_Selected passage_
....................

The team is the successor to several smaller clubs from Yambol, namely Botev, Georgi Drazhev, Nikolai Lyskov, Partizan, Spartak, DNA, Red Flag, Victory and Glory. During the 1950s the team attempted to become a stable part of B Group, oftentimes fluctuating close to promotion to the A Group as well as relegation to the third level.

===Promotion to A Group and years among the best===
In the 1960s, Tundzha became an established participant in the second tier, and they were often involved in the fight for the B Group title almost every season. Tundzha had their best season in 1969–70, when they managed to finish first in the second tier and promote to the A Group for the very first time in the club's history.

Tundzha's first season in the A Group, 1970-71, ended with the team finishing in 13th position on the table, thus avoiding relegation. That season, only one team was relegated, due to the league expanding from 16 to 18 teams. Only 16th-placed Maritsa Plovdiv were relegated, thus Tundzha survived their first season.

Tundzha's second season in the elite category, (1971-72), was marked by unstable results and the danger of relegation was present almost throughout the entire season. The team eventually finished 16th, with 28 points, two points above 17th-placed Marek Dupnitsa, who were relegated. Tundzha again managed to survive and remain part of A Group for next season.

Tundzha's third season in A Group proved to be the toughest for the club. Tundzha eventually finished 17th, with 25 points, which was three less than what was needed to survive, resulting in Tundzha's relegation from the top tier, after three seasons among the best.

===The 80s, 90s and early 2000s===
During the 1980s the team tried to remain part of Bulgarian B Group. One time the team fell into the Bulgarian V AFG, but again went back to the professionals.

In the 1990s, the team started its biggest falls in history. In 1994, the team fell from "B" Group to "V" Football Group.
During the season 2000–01, the team fell into the "A" local group. In 2005–06, it lost the promotion for entering "V" Football Group, but in 2006–07 Tundzha entered back into the "V" Group.

===Post Tundzha Years===
In the 2011–12 season, FC Tundzha ended the season in second place, after the team lost the promotion in the last round in Southeastern "V" Group.
The team played in 1/18 finals in The Bulgarian Cup in 2011–12.

....................

_Data for analysis_

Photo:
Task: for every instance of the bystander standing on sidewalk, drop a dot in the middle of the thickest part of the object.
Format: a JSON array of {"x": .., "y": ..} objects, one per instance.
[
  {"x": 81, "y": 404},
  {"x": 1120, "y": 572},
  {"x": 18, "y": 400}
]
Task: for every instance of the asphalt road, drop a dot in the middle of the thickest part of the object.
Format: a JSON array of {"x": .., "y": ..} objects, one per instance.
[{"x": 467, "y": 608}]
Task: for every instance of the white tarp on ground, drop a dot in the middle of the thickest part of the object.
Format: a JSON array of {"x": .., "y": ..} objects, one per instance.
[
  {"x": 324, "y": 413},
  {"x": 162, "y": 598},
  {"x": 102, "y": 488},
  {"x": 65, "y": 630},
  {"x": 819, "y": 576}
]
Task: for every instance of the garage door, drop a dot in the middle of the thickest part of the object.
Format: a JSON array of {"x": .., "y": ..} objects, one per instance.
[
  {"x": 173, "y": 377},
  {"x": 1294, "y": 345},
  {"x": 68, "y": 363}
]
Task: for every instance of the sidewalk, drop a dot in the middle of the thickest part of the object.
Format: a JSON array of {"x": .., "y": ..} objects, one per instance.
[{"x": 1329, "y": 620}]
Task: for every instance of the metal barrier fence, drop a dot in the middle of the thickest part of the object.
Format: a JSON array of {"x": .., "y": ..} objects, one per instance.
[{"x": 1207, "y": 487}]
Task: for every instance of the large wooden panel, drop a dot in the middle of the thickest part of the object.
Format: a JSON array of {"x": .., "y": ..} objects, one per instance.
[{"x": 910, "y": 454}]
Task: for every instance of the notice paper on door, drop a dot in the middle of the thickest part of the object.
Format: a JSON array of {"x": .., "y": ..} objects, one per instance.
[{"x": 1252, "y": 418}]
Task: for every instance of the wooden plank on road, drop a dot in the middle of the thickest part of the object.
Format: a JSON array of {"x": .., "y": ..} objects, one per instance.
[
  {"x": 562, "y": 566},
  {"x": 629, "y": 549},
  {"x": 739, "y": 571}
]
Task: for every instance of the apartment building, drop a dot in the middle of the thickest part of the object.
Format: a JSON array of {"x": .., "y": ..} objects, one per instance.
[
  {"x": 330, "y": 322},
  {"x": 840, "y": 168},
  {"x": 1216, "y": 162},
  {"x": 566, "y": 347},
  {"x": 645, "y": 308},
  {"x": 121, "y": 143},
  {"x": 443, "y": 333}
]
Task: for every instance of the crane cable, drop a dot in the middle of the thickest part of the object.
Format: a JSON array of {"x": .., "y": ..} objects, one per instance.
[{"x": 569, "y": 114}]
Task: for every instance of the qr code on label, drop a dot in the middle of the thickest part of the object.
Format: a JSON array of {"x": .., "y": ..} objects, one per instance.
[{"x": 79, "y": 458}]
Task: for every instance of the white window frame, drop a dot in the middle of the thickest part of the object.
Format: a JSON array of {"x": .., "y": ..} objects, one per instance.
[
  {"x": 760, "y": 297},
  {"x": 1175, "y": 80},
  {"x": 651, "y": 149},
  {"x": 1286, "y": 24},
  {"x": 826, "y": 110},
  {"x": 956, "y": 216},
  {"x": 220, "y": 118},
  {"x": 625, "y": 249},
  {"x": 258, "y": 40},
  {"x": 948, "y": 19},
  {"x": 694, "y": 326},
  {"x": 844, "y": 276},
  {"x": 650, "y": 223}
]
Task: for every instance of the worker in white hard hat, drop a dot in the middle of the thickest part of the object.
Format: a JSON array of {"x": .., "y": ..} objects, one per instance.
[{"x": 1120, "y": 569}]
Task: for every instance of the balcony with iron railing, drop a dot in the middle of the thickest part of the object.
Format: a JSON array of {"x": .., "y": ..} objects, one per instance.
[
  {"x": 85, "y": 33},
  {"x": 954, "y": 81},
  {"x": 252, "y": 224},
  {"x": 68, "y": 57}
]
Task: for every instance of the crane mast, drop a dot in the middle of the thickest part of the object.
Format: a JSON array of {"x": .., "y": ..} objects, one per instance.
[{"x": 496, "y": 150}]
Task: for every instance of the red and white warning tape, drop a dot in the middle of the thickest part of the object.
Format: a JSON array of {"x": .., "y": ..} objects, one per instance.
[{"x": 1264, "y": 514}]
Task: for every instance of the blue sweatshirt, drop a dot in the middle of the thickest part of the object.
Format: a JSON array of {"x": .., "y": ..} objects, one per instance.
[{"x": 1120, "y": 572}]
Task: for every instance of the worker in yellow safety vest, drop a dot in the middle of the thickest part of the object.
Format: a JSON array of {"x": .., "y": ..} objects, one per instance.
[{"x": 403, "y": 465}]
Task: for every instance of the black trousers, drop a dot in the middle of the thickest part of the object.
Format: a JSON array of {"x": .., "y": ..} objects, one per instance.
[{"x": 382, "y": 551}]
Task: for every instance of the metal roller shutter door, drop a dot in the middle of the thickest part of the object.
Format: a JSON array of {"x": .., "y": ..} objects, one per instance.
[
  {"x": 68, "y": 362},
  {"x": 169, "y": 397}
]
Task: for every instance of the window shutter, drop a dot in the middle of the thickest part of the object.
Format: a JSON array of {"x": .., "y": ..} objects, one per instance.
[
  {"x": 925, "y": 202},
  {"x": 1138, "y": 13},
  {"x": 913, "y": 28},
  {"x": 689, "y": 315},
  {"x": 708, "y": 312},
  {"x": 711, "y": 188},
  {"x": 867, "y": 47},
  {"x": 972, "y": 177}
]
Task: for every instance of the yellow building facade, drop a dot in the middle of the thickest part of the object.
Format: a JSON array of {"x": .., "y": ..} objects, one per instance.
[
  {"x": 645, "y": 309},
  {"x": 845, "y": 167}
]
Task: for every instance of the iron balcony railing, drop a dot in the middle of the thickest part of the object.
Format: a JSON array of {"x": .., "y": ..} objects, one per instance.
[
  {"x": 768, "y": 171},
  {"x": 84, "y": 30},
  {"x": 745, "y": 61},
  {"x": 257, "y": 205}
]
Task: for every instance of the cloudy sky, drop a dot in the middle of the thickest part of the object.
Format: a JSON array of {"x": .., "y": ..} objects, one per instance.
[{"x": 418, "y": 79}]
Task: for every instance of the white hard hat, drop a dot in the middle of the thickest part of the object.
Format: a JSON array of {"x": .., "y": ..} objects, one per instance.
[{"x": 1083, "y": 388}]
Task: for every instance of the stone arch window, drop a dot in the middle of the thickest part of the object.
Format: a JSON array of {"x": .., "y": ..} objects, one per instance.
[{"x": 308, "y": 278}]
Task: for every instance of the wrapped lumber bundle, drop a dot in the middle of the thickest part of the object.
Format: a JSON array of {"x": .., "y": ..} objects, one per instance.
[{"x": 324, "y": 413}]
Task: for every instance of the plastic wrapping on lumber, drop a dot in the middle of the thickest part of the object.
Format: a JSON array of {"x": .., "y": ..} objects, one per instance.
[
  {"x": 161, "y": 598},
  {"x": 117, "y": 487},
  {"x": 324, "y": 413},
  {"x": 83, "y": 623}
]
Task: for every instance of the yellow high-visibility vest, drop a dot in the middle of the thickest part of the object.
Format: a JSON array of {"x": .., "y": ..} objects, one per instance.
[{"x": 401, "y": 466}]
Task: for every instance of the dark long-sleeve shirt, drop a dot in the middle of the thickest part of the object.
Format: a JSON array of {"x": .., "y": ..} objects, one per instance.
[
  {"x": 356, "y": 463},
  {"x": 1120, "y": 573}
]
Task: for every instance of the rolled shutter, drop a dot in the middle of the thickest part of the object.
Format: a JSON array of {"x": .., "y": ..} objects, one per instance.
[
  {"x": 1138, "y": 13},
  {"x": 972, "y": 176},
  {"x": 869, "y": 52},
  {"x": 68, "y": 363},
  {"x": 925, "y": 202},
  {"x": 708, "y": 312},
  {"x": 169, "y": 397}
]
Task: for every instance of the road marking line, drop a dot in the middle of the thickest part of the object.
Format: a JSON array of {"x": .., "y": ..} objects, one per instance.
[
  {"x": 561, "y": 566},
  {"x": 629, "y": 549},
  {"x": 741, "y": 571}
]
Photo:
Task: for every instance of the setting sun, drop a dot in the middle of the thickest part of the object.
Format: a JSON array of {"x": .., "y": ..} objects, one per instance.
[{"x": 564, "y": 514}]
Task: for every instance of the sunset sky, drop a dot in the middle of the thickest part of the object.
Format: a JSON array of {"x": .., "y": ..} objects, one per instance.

....................

_Your tasks_
1) Using the history of the Tundzha club, state whether each statement agrees with it, answering yes or no and quoting the deciding words: (a) In 1970–71 only one team was relegated because the league was expanding from 16 to 18 teams. (b) Tundzha finished 17th in the 1971–72 season. (c) In the 2011–12 season, FC Tundzha finished in second place.
2) Continue the history of the Tundzha club, starting after its final sentence.

_Replies_
1)
(a) Yes: "only one team was relegated, due to the league expanding from 16 to 18 teams."
(b) No: "The team eventually finished 16th, with 28 points"
(c) Yes: "FC Tundzha ended the season in second place"

2)
===2017–present: Refounding as Yambol 1915===
On 2 August 2017 the Third League team Uragan Boyadzhik adapted Yambol 1915 name and moved to Yambol to succeed the dissolved in 2015 team. The new club is considered a separate entity from the historical club.

After the 2021–22 season, Tundzha was excluded from the Third League due to financial issues, but in the summer, the club was reinstated back to the Third League.

==Honours==
- Bulgarian State Football Championship/A Group:
  - Third place (2): 1933, 1936
- B Group:
  - Winners (1): 1969–70
- Bulgarian Cup:
  - Semifinals (1): 1939
- Cup of Bulgarian Amateur Football League:
  - Winners (1): 2024–25

== Current squad ==

| No. | Pos. | Nation | Player |
|---|---|---|---|
| 1 | GK | BUL | Kristiyan Van Den Tempel |
| 3 | DF | BUL | Yuliyan Chapaev |
| 7 | MF | BUL | Daniel Stoyanov |
| 8 | FW | FRA | Aeron Zinga |
| 9 | FW | BUL | Ismail Isa (captain) |
| 11 | MF | BUL | Miroslav Goergiev |
| 12 | GK | BUL | Stoyko Yorgov |
| 13 | DF | CRO | Karlo Tomasec |

| No. | Pos. | Nation | Player |
|---|---|---|---|
| 15 | FW | CRO | Lovre Knezevic |
| 18 | DF | BUL | Krum Stoyanov |
| 19 | FW | BUL | Nikolay Valev |
| 22 | DF | BUL | Petar Patev |
| 44 | DF | CIV | Jean-Mark Tiboue |
| 53 | DF | BUL | Ivan Zhechev |
| 73 | MF | BUL | Atanas Georgiev |
| 96 | MF | BUL | Dinko Dinev |

==Notable players==
- BUL Asparuh Valchanov (Parush)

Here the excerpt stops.